(Dataset records on object locations)
┄┄┄┄┄┄┄┄┄┄┄┄┄┄┄┄┄┄┄┄

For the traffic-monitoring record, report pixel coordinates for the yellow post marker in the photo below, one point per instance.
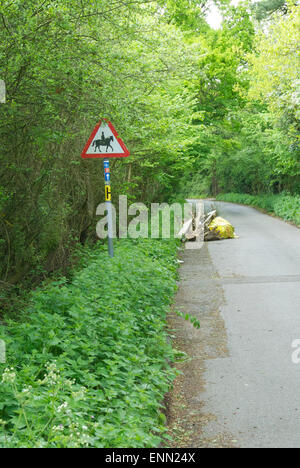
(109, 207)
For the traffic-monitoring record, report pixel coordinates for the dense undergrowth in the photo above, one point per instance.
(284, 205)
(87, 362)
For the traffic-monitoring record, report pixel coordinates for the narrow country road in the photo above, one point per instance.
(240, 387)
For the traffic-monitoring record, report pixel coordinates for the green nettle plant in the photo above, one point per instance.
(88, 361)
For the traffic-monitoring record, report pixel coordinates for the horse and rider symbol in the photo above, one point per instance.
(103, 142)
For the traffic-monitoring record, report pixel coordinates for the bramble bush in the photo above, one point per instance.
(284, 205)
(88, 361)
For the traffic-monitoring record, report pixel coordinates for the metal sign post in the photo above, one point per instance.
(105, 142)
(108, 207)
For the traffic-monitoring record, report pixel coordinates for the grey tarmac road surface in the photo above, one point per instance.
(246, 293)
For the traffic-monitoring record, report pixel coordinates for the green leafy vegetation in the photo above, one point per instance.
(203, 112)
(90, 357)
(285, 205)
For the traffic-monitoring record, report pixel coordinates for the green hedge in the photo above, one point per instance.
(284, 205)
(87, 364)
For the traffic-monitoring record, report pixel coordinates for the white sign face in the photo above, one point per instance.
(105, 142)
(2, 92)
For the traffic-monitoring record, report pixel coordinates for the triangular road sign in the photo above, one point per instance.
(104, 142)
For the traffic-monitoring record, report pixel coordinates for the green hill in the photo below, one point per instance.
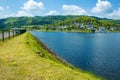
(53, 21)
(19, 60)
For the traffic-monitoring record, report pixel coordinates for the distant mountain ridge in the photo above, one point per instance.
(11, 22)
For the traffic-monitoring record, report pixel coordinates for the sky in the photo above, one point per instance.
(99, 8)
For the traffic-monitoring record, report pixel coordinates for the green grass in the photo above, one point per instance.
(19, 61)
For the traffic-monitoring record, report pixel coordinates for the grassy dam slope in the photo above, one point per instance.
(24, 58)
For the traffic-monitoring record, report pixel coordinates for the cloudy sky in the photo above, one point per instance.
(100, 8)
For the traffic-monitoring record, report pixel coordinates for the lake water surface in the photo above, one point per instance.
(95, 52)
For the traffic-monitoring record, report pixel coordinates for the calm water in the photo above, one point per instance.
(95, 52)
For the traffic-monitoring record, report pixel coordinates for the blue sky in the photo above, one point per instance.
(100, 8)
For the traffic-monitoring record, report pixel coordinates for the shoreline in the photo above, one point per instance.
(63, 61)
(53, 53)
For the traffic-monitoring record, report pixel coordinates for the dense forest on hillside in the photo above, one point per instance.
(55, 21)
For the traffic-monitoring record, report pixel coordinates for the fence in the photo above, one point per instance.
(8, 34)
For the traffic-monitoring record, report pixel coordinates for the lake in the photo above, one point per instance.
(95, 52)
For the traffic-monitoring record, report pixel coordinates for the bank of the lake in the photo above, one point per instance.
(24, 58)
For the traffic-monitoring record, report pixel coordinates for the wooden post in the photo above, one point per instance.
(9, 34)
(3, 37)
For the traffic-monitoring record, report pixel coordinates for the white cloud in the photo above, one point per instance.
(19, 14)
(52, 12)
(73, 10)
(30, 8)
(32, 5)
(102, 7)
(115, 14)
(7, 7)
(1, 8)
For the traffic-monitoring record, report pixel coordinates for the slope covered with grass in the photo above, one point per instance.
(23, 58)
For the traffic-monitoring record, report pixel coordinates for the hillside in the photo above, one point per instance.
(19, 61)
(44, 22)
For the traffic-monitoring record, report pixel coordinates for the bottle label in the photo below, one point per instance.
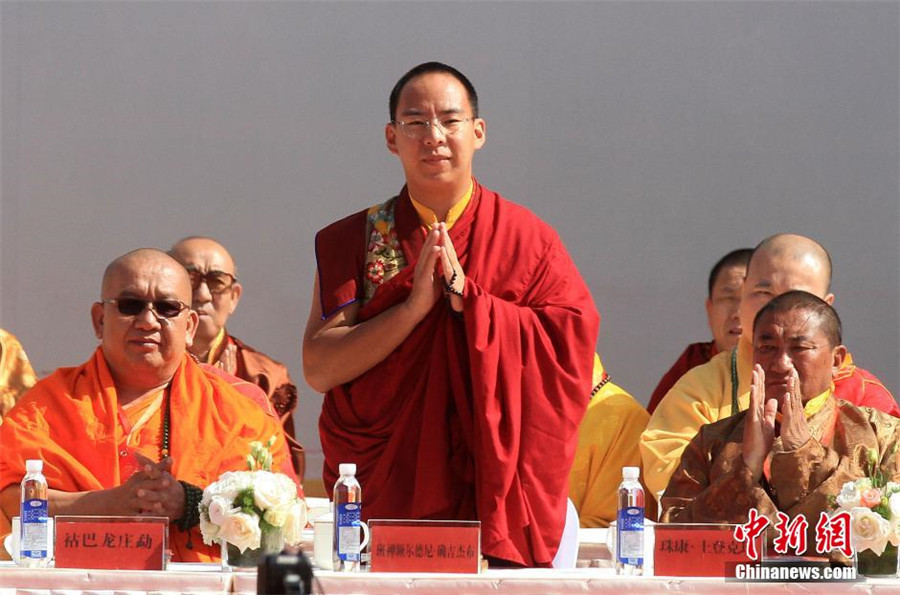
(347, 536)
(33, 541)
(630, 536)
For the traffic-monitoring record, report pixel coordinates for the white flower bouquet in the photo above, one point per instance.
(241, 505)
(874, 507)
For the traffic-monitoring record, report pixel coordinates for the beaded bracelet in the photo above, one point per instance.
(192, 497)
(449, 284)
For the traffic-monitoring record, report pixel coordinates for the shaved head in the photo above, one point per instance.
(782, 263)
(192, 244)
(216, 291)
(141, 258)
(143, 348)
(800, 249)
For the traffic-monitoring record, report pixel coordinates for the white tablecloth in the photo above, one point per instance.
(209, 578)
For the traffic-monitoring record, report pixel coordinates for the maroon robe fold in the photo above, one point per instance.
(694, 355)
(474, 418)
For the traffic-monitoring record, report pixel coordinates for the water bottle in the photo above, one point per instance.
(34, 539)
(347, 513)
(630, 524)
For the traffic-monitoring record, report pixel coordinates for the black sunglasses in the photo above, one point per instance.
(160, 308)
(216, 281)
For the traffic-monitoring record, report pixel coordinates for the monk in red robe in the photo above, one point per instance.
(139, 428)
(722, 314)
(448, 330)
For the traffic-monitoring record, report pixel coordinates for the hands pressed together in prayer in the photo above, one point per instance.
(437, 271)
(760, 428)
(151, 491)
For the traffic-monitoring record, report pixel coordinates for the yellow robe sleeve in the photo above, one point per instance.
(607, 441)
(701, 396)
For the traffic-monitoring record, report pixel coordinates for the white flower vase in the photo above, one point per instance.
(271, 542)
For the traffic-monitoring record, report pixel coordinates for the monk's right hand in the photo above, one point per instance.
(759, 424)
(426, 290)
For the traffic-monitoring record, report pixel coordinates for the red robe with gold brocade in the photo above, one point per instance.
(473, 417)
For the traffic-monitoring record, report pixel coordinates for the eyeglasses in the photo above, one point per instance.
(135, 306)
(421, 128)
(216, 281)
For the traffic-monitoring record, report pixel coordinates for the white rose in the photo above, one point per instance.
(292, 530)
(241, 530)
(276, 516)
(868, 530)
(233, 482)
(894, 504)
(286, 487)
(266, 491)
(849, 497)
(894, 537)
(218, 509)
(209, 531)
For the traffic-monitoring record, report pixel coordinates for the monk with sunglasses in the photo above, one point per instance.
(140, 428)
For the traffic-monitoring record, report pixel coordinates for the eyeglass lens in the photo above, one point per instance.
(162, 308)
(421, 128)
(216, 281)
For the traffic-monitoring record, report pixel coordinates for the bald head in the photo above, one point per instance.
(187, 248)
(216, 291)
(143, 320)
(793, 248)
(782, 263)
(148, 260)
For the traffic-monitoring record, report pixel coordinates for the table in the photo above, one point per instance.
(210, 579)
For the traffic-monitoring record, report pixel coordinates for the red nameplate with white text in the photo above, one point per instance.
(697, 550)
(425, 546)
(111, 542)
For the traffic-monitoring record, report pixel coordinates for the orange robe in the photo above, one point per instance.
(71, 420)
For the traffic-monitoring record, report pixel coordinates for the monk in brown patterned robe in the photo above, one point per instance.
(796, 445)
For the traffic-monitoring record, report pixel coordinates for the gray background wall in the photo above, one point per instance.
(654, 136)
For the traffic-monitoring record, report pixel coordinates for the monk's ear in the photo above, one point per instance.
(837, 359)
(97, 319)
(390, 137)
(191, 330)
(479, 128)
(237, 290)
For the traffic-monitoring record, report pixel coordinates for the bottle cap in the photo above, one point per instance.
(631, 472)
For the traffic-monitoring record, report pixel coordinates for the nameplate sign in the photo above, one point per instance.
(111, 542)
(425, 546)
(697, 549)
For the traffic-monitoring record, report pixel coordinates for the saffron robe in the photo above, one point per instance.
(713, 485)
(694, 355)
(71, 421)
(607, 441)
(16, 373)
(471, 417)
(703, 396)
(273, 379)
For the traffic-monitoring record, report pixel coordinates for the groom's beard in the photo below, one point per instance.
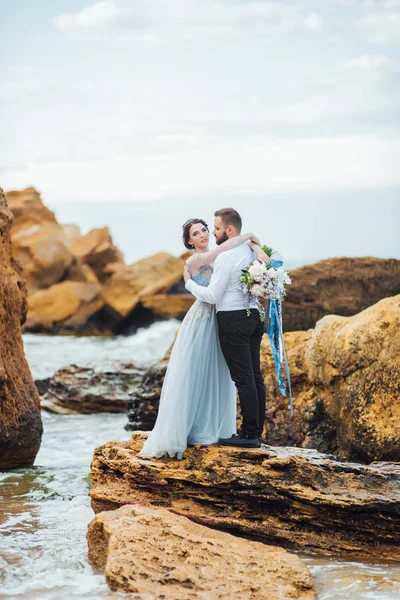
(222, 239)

┄┄┄┄┄┄┄┄┄┄┄┄┄┄┄┄┄┄┄┄

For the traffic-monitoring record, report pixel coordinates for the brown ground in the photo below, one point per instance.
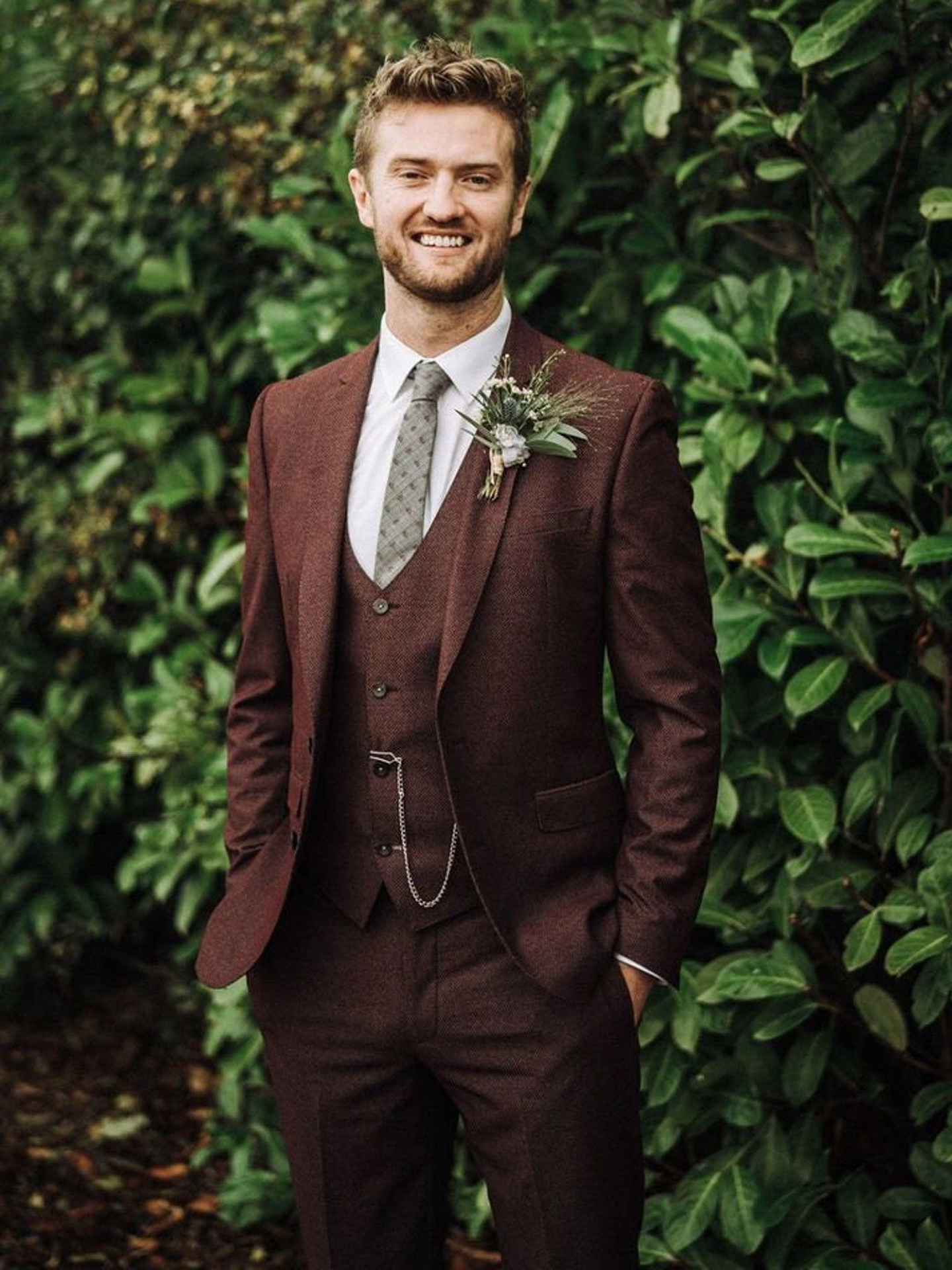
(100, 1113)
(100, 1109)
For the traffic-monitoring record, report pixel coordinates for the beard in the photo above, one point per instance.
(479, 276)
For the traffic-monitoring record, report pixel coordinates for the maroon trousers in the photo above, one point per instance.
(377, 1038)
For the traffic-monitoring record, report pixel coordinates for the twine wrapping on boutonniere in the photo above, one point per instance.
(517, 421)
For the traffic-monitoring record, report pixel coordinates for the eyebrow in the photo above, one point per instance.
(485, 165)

┄┄┄┄┄┄┄┄┄┄┄┄┄┄┄┄┄┄┄┄

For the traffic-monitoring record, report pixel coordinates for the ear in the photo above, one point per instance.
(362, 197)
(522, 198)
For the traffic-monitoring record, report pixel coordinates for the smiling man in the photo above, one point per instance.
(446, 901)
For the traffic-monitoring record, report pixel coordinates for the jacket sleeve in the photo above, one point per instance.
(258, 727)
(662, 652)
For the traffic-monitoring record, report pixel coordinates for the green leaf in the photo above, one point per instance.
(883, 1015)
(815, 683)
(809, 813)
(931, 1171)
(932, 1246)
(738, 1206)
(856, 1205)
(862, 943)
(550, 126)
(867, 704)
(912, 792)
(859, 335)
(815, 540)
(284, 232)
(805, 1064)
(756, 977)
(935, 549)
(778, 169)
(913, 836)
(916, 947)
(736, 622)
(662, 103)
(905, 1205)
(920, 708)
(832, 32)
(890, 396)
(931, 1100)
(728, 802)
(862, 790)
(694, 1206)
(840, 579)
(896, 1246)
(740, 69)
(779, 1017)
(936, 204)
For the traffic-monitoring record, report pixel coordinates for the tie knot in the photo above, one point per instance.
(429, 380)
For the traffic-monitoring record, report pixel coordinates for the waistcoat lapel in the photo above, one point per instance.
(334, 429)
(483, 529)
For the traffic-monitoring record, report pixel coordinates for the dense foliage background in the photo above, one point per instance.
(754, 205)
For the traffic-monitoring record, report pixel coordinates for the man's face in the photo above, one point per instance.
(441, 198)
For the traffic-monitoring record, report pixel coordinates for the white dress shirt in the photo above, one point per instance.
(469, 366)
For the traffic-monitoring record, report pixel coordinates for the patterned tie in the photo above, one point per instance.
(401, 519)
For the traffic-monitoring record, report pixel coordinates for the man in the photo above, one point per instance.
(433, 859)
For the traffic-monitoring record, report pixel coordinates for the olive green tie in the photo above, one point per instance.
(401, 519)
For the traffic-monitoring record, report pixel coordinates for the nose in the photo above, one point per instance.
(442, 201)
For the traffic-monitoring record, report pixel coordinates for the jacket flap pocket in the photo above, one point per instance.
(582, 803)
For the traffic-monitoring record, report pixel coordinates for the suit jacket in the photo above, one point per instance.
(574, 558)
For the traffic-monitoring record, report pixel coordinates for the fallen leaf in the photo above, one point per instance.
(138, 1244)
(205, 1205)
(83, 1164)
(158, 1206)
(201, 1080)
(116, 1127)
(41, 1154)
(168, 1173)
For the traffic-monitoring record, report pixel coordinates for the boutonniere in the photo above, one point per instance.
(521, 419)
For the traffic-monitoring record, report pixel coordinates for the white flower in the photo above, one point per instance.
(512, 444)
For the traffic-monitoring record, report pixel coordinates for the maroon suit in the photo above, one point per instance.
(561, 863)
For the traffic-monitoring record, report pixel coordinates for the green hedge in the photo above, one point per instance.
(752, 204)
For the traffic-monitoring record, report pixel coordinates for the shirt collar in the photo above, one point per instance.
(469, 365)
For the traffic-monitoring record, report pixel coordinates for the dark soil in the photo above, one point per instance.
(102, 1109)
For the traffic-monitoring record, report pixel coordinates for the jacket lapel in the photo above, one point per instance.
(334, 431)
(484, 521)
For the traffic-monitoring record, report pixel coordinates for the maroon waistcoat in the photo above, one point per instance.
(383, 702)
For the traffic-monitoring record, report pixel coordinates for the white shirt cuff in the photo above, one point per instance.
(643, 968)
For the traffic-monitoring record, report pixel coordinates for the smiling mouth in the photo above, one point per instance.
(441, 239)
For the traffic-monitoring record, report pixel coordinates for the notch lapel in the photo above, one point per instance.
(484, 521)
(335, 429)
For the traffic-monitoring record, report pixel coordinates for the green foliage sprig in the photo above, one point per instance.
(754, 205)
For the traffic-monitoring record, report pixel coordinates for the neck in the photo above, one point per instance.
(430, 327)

┄┄┄┄┄┄┄┄┄┄┄┄┄┄┄┄┄┄┄┄

■ WORK INSTRUCTIONS: Select each line in the records above that contains the word "smiling" and copy those lines out in full.

■ WRITTEN RESPONSE:
For the traffic-monitoring record, report pixel coordinates for the smiling man in the photo above, one point per instance.
For the traffic-monitoring record, report pixel coordinates for the smiling mouth in the photo above, one point per instance.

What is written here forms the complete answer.